• _GIVEN PROBLEM_
Print each line of the items below word for word, without changing anything.

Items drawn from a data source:

******

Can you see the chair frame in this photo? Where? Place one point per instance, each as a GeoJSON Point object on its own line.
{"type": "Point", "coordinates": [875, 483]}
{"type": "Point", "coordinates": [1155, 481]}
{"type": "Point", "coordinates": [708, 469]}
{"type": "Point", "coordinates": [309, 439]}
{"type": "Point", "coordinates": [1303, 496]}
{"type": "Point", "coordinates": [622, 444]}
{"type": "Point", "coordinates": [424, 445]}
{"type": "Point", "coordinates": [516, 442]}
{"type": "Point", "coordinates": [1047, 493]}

******

• _ANSWER IN FULL_
Can you see the chair frame in this photo? Where? Place one point per instance, each as a GeoJSON Point object on its own line.
{"type": "Point", "coordinates": [875, 483]}
{"type": "Point", "coordinates": [1155, 481]}
{"type": "Point", "coordinates": [708, 469]}
{"type": "Point", "coordinates": [309, 439]}
{"type": "Point", "coordinates": [1303, 496]}
{"type": "Point", "coordinates": [622, 444]}
{"type": "Point", "coordinates": [424, 445]}
{"type": "Point", "coordinates": [516, 442]}
{"type": "Point", "coordinates": [1047, 493]}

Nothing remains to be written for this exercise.